[[ SUPPLIED RECORDS open ]]
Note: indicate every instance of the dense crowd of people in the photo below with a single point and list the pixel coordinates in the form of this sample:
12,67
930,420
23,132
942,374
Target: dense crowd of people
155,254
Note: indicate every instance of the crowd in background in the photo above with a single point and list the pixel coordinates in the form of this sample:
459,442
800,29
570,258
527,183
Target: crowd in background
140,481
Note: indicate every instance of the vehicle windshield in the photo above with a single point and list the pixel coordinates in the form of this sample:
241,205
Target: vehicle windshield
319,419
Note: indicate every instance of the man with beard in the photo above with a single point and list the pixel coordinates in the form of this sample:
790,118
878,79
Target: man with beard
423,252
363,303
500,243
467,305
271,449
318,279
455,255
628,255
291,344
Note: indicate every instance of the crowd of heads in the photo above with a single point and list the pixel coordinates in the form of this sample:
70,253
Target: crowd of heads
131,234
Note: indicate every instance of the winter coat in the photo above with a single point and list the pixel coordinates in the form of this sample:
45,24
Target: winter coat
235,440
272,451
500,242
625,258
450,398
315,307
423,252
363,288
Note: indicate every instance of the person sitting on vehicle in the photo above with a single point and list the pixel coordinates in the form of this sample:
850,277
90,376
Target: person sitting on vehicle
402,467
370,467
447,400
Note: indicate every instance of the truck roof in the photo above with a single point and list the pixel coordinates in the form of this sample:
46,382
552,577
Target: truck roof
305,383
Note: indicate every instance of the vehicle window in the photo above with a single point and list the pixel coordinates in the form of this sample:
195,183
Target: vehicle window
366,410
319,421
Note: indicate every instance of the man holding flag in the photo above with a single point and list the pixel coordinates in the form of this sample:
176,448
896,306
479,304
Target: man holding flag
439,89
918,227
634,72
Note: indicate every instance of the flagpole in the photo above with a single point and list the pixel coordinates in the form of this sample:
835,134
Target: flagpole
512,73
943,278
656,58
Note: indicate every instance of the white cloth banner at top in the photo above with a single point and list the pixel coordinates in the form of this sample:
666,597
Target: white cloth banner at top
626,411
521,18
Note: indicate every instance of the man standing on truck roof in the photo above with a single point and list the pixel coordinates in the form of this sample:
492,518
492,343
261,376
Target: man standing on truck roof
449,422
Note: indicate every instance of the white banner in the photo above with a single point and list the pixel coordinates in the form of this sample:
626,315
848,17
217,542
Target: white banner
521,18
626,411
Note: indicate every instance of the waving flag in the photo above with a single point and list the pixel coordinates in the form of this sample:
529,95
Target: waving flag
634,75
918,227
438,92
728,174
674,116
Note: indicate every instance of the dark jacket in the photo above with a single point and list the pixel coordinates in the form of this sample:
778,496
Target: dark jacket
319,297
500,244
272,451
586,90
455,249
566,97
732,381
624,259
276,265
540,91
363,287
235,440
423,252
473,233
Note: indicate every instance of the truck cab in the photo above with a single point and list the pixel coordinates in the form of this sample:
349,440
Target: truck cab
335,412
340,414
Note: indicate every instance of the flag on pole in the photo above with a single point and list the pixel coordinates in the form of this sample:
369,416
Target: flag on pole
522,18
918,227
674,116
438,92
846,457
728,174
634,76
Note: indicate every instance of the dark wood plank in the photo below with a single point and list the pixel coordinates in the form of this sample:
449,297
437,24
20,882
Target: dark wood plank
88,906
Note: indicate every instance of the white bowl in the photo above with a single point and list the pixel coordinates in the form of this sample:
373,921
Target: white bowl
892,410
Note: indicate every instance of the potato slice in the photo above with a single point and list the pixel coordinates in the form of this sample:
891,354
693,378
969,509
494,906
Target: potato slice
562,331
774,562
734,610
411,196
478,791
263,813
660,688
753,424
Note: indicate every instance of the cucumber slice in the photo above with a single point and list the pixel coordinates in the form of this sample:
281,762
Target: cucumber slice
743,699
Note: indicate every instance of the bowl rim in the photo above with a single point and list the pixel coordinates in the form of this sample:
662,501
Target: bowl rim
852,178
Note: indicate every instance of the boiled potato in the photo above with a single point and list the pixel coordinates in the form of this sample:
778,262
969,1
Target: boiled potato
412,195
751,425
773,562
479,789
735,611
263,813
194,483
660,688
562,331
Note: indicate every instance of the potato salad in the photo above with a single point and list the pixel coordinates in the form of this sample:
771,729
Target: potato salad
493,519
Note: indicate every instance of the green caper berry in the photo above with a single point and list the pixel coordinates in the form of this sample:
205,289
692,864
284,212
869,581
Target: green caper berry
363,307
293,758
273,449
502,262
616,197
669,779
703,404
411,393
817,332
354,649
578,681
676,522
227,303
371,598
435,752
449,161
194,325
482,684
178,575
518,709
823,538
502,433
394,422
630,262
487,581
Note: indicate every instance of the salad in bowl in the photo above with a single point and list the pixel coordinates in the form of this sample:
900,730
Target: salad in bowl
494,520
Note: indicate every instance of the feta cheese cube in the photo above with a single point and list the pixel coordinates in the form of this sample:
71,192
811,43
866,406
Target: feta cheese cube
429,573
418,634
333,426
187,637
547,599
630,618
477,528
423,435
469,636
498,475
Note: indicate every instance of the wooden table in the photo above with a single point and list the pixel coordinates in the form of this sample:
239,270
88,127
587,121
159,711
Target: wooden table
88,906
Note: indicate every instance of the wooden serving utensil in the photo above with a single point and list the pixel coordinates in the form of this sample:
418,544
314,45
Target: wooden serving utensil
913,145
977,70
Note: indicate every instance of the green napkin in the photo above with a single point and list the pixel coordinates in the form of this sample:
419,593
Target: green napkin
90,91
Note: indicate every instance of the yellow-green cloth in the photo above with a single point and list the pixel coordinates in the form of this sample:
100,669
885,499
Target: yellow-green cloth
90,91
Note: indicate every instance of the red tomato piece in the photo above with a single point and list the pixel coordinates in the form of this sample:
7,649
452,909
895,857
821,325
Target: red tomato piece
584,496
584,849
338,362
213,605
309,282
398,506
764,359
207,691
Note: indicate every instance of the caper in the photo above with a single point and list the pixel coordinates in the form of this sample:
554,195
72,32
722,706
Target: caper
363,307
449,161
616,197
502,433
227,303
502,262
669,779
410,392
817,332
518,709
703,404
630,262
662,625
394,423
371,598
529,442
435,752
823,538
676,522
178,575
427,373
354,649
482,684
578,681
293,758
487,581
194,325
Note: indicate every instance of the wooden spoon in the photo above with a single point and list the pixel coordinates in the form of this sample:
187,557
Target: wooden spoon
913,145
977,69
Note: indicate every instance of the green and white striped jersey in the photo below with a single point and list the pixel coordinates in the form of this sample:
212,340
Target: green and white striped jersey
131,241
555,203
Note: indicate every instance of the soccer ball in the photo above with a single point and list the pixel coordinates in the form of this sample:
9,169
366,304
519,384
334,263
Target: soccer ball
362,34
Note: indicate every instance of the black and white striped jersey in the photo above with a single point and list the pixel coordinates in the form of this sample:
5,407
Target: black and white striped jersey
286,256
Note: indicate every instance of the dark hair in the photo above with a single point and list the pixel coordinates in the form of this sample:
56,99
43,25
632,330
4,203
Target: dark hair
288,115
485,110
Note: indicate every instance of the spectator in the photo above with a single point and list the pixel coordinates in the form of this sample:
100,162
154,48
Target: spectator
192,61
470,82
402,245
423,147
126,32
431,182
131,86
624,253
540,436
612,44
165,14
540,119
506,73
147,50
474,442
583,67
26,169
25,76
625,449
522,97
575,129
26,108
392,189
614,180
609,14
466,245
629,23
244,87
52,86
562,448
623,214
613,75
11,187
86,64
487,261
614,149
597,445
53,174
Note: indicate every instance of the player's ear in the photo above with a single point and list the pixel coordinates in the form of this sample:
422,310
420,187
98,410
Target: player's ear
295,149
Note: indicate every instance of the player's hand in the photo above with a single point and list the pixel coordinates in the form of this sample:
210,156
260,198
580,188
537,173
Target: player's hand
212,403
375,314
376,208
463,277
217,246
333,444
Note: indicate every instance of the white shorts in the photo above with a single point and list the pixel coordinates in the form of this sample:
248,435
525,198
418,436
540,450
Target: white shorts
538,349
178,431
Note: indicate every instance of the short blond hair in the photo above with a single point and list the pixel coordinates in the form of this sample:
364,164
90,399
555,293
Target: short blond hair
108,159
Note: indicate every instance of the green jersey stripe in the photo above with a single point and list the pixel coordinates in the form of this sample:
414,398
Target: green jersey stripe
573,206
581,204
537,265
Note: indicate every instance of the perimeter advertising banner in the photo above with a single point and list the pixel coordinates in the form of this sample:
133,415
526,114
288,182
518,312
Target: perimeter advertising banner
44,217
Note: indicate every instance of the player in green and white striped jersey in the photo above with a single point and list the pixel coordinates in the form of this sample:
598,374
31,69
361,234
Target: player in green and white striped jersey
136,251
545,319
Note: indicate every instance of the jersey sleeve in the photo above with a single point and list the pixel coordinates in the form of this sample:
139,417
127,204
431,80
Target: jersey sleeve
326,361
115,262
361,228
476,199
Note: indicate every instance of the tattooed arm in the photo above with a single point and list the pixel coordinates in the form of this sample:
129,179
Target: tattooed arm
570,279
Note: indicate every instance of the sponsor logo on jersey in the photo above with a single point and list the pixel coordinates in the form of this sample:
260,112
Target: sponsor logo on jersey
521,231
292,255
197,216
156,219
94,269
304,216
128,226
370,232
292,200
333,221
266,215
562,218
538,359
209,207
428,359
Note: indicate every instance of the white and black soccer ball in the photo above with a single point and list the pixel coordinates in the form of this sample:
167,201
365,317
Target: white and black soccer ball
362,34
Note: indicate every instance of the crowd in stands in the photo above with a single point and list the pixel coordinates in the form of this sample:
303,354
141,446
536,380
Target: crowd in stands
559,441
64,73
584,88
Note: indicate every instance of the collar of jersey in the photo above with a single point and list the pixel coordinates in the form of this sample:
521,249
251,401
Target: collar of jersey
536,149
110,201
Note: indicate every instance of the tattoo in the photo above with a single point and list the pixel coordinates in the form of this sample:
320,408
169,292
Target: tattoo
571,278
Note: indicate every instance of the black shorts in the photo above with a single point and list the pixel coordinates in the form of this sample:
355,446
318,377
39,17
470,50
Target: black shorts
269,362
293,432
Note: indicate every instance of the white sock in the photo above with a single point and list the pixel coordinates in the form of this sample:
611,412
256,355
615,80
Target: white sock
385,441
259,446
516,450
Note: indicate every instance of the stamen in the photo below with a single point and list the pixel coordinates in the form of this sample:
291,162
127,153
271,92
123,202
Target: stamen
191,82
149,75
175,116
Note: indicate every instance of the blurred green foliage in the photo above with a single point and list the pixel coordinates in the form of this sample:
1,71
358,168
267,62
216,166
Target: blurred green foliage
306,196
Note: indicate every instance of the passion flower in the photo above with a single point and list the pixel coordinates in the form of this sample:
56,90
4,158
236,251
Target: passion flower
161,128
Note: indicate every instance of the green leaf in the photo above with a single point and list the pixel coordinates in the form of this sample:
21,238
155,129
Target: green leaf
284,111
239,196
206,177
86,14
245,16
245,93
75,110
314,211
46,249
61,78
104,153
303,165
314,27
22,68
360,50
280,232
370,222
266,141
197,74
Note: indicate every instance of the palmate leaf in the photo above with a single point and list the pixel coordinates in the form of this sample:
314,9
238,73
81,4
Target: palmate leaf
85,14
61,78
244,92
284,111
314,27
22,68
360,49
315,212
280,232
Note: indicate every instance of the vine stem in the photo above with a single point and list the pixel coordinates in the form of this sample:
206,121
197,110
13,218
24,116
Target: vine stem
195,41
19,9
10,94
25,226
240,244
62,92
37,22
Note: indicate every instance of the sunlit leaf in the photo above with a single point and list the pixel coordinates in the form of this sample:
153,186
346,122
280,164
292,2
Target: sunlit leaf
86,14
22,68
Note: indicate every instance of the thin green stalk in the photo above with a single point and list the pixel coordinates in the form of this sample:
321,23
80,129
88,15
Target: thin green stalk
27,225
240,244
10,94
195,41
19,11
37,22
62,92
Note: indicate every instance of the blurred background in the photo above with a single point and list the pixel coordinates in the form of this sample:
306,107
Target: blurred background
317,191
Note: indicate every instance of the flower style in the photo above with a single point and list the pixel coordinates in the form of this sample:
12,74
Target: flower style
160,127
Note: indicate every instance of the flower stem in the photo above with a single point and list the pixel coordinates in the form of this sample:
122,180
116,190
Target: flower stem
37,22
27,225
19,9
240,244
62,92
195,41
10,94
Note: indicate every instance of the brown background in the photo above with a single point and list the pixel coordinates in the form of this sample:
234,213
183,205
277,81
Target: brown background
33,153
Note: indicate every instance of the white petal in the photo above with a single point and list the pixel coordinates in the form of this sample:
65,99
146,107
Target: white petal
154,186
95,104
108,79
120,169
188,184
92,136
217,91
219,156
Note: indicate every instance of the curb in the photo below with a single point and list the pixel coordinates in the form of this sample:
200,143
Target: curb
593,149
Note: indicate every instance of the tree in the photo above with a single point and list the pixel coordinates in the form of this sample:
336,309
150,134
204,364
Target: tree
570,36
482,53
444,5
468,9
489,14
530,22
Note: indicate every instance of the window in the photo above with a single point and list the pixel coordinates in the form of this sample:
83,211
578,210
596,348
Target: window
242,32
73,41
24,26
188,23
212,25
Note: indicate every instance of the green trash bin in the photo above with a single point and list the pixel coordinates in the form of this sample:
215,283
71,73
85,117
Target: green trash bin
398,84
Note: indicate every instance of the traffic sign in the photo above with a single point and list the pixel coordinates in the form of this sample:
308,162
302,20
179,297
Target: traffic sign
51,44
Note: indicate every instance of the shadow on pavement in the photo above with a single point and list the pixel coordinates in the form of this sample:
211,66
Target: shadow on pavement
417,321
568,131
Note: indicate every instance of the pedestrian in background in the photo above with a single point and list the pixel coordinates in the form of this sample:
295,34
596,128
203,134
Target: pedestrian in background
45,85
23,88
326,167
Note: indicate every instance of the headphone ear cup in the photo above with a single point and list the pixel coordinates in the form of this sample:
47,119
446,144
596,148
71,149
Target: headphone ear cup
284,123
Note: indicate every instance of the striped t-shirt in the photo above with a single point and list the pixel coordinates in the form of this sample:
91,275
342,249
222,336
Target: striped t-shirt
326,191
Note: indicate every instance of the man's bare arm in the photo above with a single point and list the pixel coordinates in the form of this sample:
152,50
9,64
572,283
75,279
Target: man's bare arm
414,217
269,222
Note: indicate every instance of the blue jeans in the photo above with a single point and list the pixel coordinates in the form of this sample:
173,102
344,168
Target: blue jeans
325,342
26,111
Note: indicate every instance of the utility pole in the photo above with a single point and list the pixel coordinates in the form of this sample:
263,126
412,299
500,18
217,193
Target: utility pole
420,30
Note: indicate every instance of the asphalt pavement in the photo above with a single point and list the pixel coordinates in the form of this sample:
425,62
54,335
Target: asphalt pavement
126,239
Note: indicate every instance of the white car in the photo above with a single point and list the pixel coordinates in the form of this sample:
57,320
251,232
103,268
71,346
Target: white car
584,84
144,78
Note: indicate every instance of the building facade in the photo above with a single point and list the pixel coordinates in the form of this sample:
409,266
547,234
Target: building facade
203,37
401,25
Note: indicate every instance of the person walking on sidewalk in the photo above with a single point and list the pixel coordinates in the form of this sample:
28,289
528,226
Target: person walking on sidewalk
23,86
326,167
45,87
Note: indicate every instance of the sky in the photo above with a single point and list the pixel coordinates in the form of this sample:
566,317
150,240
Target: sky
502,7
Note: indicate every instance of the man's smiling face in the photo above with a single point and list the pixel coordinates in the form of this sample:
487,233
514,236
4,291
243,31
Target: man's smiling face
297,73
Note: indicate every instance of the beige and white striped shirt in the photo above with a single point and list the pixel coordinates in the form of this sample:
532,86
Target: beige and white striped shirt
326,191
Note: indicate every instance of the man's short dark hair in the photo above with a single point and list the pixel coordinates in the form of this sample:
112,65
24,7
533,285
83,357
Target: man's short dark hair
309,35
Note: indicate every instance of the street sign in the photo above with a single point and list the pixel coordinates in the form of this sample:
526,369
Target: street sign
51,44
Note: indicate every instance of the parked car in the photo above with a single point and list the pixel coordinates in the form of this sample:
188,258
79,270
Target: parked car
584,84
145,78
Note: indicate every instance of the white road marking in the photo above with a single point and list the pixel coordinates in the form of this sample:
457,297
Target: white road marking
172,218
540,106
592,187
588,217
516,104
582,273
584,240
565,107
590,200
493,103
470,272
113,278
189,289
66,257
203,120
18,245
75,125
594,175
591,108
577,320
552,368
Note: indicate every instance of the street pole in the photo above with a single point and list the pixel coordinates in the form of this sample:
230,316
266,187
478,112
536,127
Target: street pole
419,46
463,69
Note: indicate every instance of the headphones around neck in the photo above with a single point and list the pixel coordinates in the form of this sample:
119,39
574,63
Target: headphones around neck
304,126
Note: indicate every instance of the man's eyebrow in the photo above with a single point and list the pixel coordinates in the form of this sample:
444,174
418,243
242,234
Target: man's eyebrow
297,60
[[ SUPPLIED RECORDS closed ]]
-- REQUIRED ACTION --
Nothing but the lines from the one with "Note: indicate every instance of the man's eyebrow" through the final line of the data belongs in the answer, and they must match exactly.

-- RESULT --
Note: indicate every instance of the man's eyebrow in the photo above with a single point and list the pixel coordinates in the form of this sample:
444,174
418,243
242,234
Target: man's eyebrow
297,60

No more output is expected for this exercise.